▶ OBJECTIVE:
The output should consist solely of the line containing "the woman in" and the lines that follow it through the end of the data below.
#### SUPPLIED DATA
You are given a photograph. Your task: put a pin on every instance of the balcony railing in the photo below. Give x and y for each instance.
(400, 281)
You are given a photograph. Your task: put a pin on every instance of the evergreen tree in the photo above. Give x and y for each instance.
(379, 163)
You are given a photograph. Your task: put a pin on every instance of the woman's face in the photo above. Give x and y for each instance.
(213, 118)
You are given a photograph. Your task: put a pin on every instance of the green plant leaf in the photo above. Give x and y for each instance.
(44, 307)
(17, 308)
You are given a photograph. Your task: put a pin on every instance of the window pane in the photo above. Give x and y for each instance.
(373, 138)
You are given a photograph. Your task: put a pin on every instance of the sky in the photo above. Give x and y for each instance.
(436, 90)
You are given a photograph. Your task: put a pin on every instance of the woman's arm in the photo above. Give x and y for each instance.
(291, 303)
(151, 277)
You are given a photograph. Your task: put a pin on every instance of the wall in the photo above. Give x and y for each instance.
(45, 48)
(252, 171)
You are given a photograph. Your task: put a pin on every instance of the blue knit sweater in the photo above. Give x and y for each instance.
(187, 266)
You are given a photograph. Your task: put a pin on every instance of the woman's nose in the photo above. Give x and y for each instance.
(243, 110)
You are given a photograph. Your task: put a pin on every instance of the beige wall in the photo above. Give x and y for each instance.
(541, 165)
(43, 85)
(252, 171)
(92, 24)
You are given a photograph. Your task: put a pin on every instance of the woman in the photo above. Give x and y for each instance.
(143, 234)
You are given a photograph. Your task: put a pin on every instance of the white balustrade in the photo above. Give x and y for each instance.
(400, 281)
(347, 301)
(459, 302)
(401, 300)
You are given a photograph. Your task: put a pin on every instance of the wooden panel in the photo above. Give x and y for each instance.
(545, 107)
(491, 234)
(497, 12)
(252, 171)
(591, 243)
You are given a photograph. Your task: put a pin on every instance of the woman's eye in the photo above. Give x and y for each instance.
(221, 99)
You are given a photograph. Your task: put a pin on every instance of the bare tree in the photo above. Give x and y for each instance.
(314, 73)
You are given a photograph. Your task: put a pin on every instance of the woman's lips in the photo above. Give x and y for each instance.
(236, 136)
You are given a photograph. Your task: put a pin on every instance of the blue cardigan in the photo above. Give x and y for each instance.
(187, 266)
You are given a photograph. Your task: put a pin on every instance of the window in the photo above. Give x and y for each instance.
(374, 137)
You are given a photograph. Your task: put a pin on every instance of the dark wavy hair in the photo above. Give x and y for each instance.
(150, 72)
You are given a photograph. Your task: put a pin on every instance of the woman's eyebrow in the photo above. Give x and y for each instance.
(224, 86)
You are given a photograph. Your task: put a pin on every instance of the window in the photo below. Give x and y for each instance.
########
▶ FULL RESPONSE:
You are given a photograph. Your task: put a pin on every instance of the woman in the photo above. Give x and y for each instance.
(143, 234)
You are given a photograph. Your task: put a pin on every instance of the white balustrade in the photo above. Give x and y for each instance.
(400, 281)
(347, 301)
(459, 302)
(401, 300)
You are given a photograph. Your task: put a pin on every instance of the wooden panel in the photo above. Give x and y for each instance.
(545, 107)
(491, 234)
(497, 12)
(252, 171)
(591, 243)
You are given a photograph. Your task: put a pin on every instance of the woman's eye in the photo above. Give x and y for each instance.
(221, 99)
You are given a photograph. Your task: put a pin on every instance of the bare tree in the photo above. Give x and y for each instance.
(314, 73)
You are given a photograph. Your task: put a pin on every instance of the woman's lips in the photo above. Give x and y for each instance.
(236, 136)
You are given a photograph. Your task: put a pin on every instance of the blue cardigan in the photo above. Give x and y for each instance.
(187, 266)
You are given a photograph. Your task: put a pin on every instance of the window in the photo above. Give x and y for each instance.
(374, 137)
You are given a photograph. Your task: put a pin on every instance of the dark wavy hair in the photo above. Give x and y for each instance.
(150, 72)
You are given a photograph. Your task: put a pin on every instance of the woman's eyebrow in the photo above. Give x and y for each instance.
(224, 86)
You are given a photograph. Your task: put a pin on every instance of the window in the photo below. Give x and y for each instance.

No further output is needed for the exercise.